[Collected data entries]

╭──

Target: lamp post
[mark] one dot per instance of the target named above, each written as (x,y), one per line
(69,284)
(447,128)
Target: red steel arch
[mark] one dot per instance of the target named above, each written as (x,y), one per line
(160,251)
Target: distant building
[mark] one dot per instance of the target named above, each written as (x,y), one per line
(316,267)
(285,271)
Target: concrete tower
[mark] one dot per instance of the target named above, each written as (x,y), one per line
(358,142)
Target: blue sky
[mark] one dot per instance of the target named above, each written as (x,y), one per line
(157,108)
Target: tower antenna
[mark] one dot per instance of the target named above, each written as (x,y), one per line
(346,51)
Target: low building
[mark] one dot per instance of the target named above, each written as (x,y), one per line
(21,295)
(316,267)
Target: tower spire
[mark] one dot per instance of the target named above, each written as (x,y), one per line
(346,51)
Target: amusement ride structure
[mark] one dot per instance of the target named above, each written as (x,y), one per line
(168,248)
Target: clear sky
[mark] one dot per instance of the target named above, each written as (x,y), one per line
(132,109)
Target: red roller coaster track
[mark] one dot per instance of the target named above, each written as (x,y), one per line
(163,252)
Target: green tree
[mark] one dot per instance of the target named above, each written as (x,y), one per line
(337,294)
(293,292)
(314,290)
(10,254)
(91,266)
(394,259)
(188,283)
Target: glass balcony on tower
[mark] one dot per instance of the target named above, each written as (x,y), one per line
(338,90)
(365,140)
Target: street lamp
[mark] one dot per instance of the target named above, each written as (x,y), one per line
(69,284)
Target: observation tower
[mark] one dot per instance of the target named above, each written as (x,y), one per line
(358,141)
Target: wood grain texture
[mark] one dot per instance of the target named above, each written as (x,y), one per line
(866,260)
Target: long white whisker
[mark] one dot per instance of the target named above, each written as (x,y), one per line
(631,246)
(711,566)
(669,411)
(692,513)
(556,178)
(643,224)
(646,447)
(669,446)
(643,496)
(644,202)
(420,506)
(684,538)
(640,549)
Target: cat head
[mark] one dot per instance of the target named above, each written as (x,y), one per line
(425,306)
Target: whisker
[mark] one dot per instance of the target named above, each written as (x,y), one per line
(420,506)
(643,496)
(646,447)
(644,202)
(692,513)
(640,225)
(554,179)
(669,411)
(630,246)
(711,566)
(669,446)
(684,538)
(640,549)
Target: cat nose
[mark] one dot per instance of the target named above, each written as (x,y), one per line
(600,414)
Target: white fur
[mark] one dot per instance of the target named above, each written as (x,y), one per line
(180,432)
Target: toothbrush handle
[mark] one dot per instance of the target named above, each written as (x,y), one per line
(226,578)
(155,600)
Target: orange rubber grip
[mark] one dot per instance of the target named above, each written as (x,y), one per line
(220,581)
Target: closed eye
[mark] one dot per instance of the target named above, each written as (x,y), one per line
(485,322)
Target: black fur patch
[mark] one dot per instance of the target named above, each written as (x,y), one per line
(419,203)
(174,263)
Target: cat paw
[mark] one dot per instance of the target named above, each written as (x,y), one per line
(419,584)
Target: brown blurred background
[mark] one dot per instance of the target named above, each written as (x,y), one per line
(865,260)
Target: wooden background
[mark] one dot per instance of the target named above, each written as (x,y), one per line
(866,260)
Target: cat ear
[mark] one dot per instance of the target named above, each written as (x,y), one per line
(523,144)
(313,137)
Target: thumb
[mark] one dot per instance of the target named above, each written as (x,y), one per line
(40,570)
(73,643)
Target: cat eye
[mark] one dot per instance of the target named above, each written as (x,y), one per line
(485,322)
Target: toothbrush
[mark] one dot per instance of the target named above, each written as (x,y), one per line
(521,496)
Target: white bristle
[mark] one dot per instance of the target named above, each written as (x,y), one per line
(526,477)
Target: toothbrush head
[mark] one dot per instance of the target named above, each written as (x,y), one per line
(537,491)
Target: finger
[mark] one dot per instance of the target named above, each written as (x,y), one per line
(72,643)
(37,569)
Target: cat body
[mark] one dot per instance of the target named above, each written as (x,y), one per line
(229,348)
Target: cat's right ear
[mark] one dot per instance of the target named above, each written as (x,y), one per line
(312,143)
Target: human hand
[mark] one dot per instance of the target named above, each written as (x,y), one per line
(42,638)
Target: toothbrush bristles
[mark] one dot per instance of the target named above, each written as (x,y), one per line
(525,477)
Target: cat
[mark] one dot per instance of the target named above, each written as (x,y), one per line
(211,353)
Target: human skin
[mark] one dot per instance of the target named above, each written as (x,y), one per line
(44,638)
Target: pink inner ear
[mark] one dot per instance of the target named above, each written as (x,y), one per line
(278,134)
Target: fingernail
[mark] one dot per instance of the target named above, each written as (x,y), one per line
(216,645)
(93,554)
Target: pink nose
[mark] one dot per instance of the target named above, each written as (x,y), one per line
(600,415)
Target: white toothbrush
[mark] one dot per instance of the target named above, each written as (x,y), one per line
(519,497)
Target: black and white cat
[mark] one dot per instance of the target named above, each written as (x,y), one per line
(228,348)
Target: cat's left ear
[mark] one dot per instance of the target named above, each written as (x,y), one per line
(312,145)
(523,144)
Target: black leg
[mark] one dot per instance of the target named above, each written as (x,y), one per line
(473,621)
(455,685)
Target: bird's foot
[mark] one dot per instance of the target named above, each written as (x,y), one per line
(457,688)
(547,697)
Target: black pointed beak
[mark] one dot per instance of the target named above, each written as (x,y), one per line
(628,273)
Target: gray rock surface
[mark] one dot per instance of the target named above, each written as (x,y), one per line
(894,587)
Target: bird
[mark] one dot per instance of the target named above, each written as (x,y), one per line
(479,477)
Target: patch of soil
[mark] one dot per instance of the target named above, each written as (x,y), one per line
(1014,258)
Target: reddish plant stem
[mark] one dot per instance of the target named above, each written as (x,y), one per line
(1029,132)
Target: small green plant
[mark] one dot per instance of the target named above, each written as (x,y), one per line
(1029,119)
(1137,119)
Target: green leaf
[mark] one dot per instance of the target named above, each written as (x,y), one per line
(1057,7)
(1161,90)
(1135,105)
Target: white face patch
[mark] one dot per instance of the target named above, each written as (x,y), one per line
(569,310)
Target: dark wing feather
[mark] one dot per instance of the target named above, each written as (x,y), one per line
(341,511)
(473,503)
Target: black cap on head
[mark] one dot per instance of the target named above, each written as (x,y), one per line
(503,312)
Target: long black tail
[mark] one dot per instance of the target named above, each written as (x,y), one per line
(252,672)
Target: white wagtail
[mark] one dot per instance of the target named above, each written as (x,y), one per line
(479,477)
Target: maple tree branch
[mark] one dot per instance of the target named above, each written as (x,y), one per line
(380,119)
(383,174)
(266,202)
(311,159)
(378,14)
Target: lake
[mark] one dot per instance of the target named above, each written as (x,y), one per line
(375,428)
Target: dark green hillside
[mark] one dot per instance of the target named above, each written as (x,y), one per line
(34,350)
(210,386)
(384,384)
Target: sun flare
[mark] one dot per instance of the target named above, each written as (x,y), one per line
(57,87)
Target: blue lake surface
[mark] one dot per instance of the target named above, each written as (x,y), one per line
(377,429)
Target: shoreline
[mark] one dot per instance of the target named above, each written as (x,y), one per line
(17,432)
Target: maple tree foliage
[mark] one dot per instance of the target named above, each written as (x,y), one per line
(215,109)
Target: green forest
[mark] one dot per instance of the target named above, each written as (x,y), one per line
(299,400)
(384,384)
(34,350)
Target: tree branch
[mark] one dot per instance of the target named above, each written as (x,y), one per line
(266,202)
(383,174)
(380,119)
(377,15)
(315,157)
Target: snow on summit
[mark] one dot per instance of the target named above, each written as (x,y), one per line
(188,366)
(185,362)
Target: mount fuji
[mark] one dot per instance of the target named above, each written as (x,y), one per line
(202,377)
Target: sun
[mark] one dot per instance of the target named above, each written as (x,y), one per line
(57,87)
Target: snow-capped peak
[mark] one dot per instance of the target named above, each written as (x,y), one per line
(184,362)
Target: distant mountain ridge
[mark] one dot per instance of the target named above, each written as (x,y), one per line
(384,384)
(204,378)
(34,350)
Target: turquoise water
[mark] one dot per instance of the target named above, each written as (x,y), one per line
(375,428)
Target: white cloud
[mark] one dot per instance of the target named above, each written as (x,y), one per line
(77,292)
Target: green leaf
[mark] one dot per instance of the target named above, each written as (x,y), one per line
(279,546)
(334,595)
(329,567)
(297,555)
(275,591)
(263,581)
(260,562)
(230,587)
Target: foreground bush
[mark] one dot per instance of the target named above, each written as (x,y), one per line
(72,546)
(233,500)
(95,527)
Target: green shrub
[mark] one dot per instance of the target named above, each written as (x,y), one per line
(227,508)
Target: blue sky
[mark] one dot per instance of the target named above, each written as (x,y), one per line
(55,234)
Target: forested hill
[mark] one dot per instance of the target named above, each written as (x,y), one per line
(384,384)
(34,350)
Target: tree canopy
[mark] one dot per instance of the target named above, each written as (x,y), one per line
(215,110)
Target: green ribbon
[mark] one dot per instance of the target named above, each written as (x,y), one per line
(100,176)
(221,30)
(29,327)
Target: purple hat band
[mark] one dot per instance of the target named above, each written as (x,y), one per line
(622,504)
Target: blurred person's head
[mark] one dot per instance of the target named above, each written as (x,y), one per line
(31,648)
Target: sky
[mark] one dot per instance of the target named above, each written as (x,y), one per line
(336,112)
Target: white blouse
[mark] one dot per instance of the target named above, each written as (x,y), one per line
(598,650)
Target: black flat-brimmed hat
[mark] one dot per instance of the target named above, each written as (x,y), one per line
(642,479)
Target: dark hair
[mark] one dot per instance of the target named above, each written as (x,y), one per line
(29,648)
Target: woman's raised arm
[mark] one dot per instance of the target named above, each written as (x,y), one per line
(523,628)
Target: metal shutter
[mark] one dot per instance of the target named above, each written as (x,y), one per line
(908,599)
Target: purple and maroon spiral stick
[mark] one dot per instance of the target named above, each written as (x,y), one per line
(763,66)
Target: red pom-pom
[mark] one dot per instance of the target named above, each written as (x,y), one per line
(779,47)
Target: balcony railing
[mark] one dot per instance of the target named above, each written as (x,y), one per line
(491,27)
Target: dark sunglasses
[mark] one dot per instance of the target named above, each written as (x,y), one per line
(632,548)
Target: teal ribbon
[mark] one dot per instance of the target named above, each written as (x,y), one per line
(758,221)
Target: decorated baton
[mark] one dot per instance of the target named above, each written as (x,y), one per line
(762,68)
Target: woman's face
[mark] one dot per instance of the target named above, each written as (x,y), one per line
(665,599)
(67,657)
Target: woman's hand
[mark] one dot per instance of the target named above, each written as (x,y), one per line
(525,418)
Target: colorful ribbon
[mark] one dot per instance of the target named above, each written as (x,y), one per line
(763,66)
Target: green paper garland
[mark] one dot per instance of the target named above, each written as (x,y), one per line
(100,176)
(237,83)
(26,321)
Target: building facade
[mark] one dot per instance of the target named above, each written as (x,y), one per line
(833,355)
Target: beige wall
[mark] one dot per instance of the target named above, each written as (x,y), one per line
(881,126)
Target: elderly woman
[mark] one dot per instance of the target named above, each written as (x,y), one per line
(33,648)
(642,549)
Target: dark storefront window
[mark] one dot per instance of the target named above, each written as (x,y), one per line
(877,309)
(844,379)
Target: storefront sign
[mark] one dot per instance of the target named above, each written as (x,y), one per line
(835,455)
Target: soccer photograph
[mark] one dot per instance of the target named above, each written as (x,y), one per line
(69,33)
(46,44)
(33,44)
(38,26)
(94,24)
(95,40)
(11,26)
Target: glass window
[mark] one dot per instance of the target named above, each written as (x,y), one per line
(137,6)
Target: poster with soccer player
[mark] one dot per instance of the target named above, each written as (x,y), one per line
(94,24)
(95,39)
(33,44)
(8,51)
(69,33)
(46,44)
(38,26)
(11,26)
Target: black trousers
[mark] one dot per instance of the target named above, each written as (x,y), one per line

╰──

PROBLEM DESCRIPTION
Set down, word for word, only the lines running from the line with "Target: soccer photograph" to the last line of the listing above. Both of those lines belong in your answer.

WRITTEN SOLUTION
Target: soccer photograph
[mark] one dot per instance of the target named above, each written as (x,y), one per line
(69,33)
(46,44)
(33,44)
(38,26)
(94,24)
(95,40)
(11,26)
Target: glass window
[mark] one dot per instance of the target named above, each written as (x,y), one per line
(137,6)
Target: poster with soccer player
[mark] one dot per instance of the target named above, each written as (x,y), one per line
(94,24)
(95,39)
(33,44)
(8,51)
(69,33)
(46,44)
(38,26)
(11,26)
Target: black trousers
[mark] one dot per instance of the target named above, each written as (x,y), one per line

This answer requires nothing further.